A new Member State, two major model upgrades, a new ten-year Strategy, two director appointments – 2016 has been rich in developments from which the Centre will benefit for many years to come.
It has also been an excellent year for climate reanalysis, with two major releases, and it has seen a number of exciting scientific and training events at ECMWF. Other developments include a European technology award, a new supercomputer contract and two Fellowship appointments.
New Member State
Croatia officially joined ECMWF on 1 January 2016, bringing the number of Member States to 22.
Accession to full membership marks the next step for co-operation between ECMWF and Croatia after a formal co-operation agreement was concluded in December 1995.
On 30 June, representatives from all of ECMWF’s Member States used the occasion of the first Council meeting of 2016 to raise the flag of ECMWF’s newest member, Croatia.
In March, ECMWF launched a new model cycle, IFS Cycle 41r2, bringing improved global weather forecasts at record-breaking resolution.
The new grid on which the forecasts are run comprises up to 904 million prediction points, three times as many as before.
Twelve-hour ensemble control forecasts of 2-metre temperature (in °C) for a coastal area in Norway valid at 12 UTC on 7 January 2016. The forecasts were produced using the previous model cycle (41r1 – left) and the new model cycle implemented in March (41r2 – right). The diamonds show observed temperatures. The charts show that spurious cold areas disappeared in the 41r2 forecast thanks to the higher resolution as well as improved radiation physics in the new model cycle.
In November, ECMWF implemented a new version of its forecasting system, IFS Cycle 43r1, which introduced a dynamic sea-ice model and increased the resolution of the ocean model.
Dynamic predictions of sea-ice cover produce very different results from the assumption of static sea-ice cover. This is illustrated by this two-week ensemble forecast from 2 November 2016 (blue lines), which shows a significant evolution from the initial conditions (dashed orange line). Subsequent verification (pink line) shows that the dynamic forecast is much closer to observations than the static sea-ice cover. The spread of the blue lines gives an indication of the range of likely scenarios given inevitable uncertainties in the evolution of atmospheric and ocean conditions.
At the start of the year, ECMWF signed a contract with Cray Inc. to significantly upgrade its supercomputer facility, enabling the Centre to further improve its numerical weather predictions.
As part of the 36-million-dollar deal, ECMWF’s Cray XC30 supercomputers were upgraded and expanded to Cray XC40 systems in June.
On 1 March, newly appointed ECMWF Fellows Professor Daniel Jacob from Harvard University and Professor Heini Wernli from ETH Zurich started their three-year Fellowships.
Professor Wernli (left) and Professor Jacob work in the fields of dynamic meteorology and atmospheric composition, respectively.
In June, a statement on the UK voting to leave the EU said that “we trust that the spirit of collaboration which is the essence of ECMWF will continue notwithstanding the fact that the UK has voted to leave the EU”.
At the end of June, ECMWF’s Council approved a new Strategy, which sets the Centre’s direction of travel until 2025. Then Council President Gerhard Adrian said the decision was “good news for the Centre’s Member and Co-operating States”.

> [EXERCISE AIM]:
From the text on ECMWF's 2016 developments:
(a) On what date did Croatia officially join ECMWF, and how many Member States did that bring the total to?
(b) What two changes did IFS Cycle 43r1 introduce in November?
(c) Until what year does the new Strategy approved by the Council set the Centre's direction?

> [Coordinate annotation entries]:

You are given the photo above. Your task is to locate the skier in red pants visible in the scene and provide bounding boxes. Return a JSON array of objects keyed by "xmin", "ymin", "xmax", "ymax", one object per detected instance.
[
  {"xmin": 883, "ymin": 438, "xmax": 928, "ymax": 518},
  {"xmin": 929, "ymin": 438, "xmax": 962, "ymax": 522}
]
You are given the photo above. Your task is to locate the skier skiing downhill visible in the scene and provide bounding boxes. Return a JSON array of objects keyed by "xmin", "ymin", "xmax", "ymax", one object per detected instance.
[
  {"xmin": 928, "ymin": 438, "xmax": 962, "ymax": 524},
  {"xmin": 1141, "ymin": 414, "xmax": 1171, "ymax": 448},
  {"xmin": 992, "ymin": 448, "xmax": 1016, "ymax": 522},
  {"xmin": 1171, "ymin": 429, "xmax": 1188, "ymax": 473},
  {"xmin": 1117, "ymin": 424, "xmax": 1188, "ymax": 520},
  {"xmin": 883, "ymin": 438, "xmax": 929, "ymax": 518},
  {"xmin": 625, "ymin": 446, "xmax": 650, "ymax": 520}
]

> [ANSWER BELOW]:
(a) 1 January 2016, bringing the number of Member States to 22.
(b) A dynamic sea-ice model and a higher resolution for the ocean model.
(c) 2025.